__Extract to read__.
CBD can help with depression and anxiety and might even help with OCD, but it might not be enough for some people. 

If you’re currently using an antidepressant, you have to talk to your doctor about using CBD. Never adjust your dose or add CBD on your own.

CBD may act as an antidepressant as per some studies on animal models [2]. It may possess fast-onset and sustained antidepressant effects through molecular changes in the brain cells and interactions with various neurotransmitters. 

Via similar pathways, CBD may also decrease symptoms of anxiety and anxiety disorders [3]. 

What Is Escitalopram (Lexapro)?

Escitalopram (Lexapro) is an antidepressant of the selective serotonin reuptake inhibitor (SSRIs) family. 

It is an FDA-approved prescription drug that’s used as a treatment for major depressive disorder (MDD), generalized anxiety disorder (GAD), and other psychiatric disorders such as obsessive-compulsive disorder (OCD). 

Escitalopram Specs:

Drug Name Escitalopram
Trade NamesLexapro, Cipralex, Jolivel, Cilentra, Elorpax, Nexito
Classification Selective Serotonin Reuptake Inhibitor (SSRIs)
CYP Metabolism CYP2C19, CYP2D6, and CYP3A4.
Interaction With CBD Metabolic competitor
Risk of Interaction Moderate

What Does Escitalopram (Lexapro) Do?

Escitalopram (Lexapro) works as an antidepressant and an anxiolytic by stopping the serotonin (5-HT) reuptake in the brain. 

Serotonin stabilizes the mood, happiness, and feeling of well-being in the body. Studies have found that the level of serotonin in the brain is lower in people with depression. This action could lead to the effects commonly experienced in depression, such as low mood, lack of interest in previously enjoyable activities, etc.

__Dataset entries__.
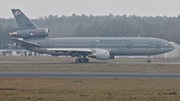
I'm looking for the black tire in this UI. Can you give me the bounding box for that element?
[147,60,151,63]
[75,59,80,63]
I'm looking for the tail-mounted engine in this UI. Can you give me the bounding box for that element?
[9,28,49,39]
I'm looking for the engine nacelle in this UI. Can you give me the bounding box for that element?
[89,50,110,60]
[9,28,49,39]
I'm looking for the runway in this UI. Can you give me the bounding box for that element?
[0,61,180,65]
[0,72,180,79]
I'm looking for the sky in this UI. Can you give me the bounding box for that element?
[0,0,180,19]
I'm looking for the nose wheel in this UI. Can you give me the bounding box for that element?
[147,59,151,63]
[147,56,151,63]
[75,54,89,63]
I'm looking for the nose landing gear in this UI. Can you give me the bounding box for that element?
[147,56,151,63]
[75,54,89,63]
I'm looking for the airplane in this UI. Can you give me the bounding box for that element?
[9,9,174,63]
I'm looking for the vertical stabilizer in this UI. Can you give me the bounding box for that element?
[11,9,38,29]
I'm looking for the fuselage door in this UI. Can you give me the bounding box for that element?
[46,42,50,48]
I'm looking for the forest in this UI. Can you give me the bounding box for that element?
[0,14,180,47]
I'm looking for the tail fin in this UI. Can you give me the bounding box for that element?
[11,9,38,29]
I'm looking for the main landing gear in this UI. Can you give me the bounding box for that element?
[75,54,89,63]
[147,56,151,63]
[75,58,89,63]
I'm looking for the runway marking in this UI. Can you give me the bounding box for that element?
[0,72,180,79]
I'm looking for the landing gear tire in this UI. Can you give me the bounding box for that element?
[147,60,151,63]
[75,59,80,63]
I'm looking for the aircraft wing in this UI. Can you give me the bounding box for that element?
[11,38,41,48]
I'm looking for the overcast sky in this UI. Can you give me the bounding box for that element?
[0,0,180,18]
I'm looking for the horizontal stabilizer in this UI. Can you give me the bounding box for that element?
[11,38,41,48]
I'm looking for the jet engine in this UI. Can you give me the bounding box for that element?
[9,28,49,39]
[89,50,110,60]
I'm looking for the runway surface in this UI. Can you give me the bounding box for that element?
[0,72,180,79]
[0,61,180,65]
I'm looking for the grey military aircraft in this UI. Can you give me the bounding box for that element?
[9,9,174,63]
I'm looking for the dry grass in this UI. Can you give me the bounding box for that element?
[0,77,180,101]
[0,57,180,73]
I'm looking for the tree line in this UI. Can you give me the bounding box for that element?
[0,14,180,47]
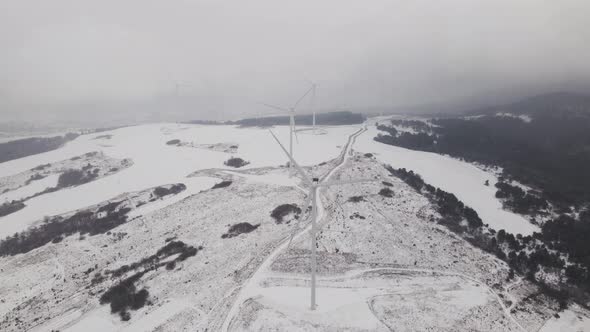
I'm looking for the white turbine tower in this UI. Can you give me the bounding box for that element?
[260,87,313,176]
[309,82,318,134]
[269,130,375,310]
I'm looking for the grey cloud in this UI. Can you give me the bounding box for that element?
[0,0,590,119]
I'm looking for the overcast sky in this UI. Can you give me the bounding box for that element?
[0,0,590,120]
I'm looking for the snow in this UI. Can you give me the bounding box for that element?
[120,299,191,332]
[496,112,533,123]
[259,287,382,330]
[0,124,357,238]
[539,310,590,332]
[225,169,301,187]
[63,306,120,332]
[0,174,59,202]
[355,126,539,235]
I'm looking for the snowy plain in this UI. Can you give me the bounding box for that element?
[0,123,568,332]
[355,125,539,235]
[0,124,355,238]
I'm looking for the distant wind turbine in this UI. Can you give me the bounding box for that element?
[259,87,314,176]
[269,130,375,310]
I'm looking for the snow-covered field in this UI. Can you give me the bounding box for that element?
[356,125,539,235]
[0,120,587,332]
[0,124,355,237]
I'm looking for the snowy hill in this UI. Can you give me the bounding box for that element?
[0,119,588,332]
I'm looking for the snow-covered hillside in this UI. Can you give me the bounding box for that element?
[0,124,355,238]
[0,123,587,332]
[356,120,539,235]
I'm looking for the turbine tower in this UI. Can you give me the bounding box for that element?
[269,130,375,310]
[260,87,314,176]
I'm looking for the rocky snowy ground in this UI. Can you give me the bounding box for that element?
[0,120,588,332]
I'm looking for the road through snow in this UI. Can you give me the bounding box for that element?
[221,128,366,331]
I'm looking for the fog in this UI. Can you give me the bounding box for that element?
[0,0,590,122]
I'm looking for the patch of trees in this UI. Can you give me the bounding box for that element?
[153,183,186,198]
[0,133,78,163]
[106,241,203,278]
[270,204,301,224]
[57,166,98,188]
[166,139,180,145]
[375,112,590,207]
[223,157,250,168]
[496,181,549,214]
[348,196,365,203]
[0,201,26,217]
[99,241,203,321]
[235,111,366,127]
[377,124,398,137]
[221,222,260,239]
[374,132,435,151]
[379,187,395,197]
[211,181,232,189]
[391,119,431,132]
[25,173,45,185]
[100,271,149,321]
[386,166,590,305]
[0,202,130,256]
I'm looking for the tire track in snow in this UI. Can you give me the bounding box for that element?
[221,126,367,331]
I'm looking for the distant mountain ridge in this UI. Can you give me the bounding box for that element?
[235,111,366,127]
[466,92,590,117]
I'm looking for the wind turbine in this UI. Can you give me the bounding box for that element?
[260,87,314,176]
[269,130,375,310]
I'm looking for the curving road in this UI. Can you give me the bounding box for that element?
[221,126,526,331]
[221,127,366,331]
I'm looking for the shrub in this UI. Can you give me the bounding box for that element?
[100,271,149,320]
[348,196,365,203]
[0,201,26,217]
[379,188,394,197]
[221,222,260,239]
[166,139,180,145]
[154,183,186,198]
[57,169,98,188]
[270,204,301,224]
[223,157,250,168]
[211,181,232,189]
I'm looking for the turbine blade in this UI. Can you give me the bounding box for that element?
[293,86,313,111]
[258,102,289,112]
[318,179,377,187]
[293,117,299,144]
[268,129,311,184]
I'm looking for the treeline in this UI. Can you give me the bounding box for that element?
[221,222,260,239]
[375,116,590,208]
[270,204,301,224]
[0,202,130,256]
[0,133,78,163]
[99,241,203,321]
[0,201,26,218]
[153,183,186,198]
[235,111,366,127]
[496,181,549,215]
[386,166,590,305]
[391,119,431,132]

__Task requirements__. Reproduce the part of the CBD and escitalopram passage that opens with the words containing "It is an FDA-approved" and closes with "Escitalopram (Lexapro) Do?".

__Task answer__.
It is an FDA-approved prescription drug that’s used as a treatment for major depressive disorder (MDD), generalized anxiety disorder (GAD), and other psychiatric disorders such as obsessive-compulsive disorder (OCD). 

Escitalopram Specs:

Drug Name Escitalopram
Trade NamesLexapro, Cipralex, Jolivel, Cilentra, Elorpax, Nexito
Classification Selective Serotonin Reuptake Inhibitor (SSRIs)
CYP Metabolism CYP2C19, CYP2D6, and CYP3A4.
Interaction With CBD Metabolic competitor
Risk of Interaction Moderate

What Does Escitalopram (Lexapro) Do?